begin
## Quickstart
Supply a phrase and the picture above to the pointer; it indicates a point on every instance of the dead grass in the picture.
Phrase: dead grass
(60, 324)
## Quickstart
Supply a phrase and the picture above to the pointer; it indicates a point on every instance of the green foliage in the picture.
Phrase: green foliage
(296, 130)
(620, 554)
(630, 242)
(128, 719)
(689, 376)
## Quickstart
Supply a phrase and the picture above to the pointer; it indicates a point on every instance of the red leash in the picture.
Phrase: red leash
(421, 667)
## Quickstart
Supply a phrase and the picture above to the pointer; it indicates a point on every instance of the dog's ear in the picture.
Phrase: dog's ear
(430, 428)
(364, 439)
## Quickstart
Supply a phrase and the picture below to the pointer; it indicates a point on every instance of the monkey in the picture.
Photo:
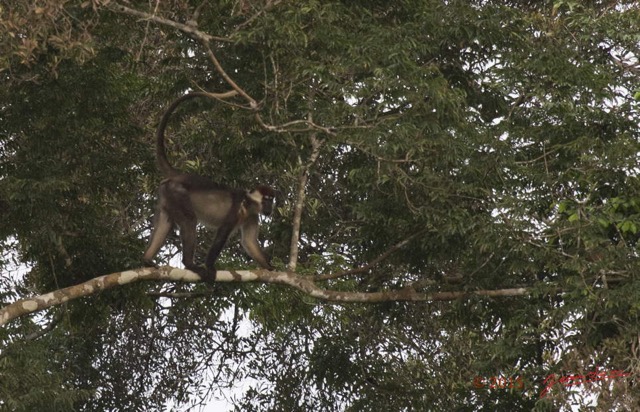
end
Set exercise:
Reproduce every entry with each occurrence of "pointer" replaced by "locator" and all other text unchanged, omitting the pictures.

Solution below:
## Quickstart
Supply a phrase and the picture above to the locator; it indicates a point on every instance of the dead grass in the picture.
Phrase: dead grass
(60, 324)
## Quickstart
Supply a phrase and the picture above to the locator; it indicates a point on every instance of the green foliage in the picture.
Phrase: green foliage
(296, 130)
(620, 554)
(630, 242)
(128, 719)
(689, 376)
## Quickstart
Supply a phrase and the picture above to the locator; it indicates a point on every instance of the red leash in the picture.
Phrase: red leash
(421, 667)
## Quickstart
Supply a phrase and the picture above to the locator; it indicates a point on every instance of the dog's ear in the picture.
Phrase: dog's ear
(430, 428)
(364, 439)
## Quickstart
Supply a phrase and the picture below to the locator; it indicates a point on every instance of the monkey in the picture.
Photo:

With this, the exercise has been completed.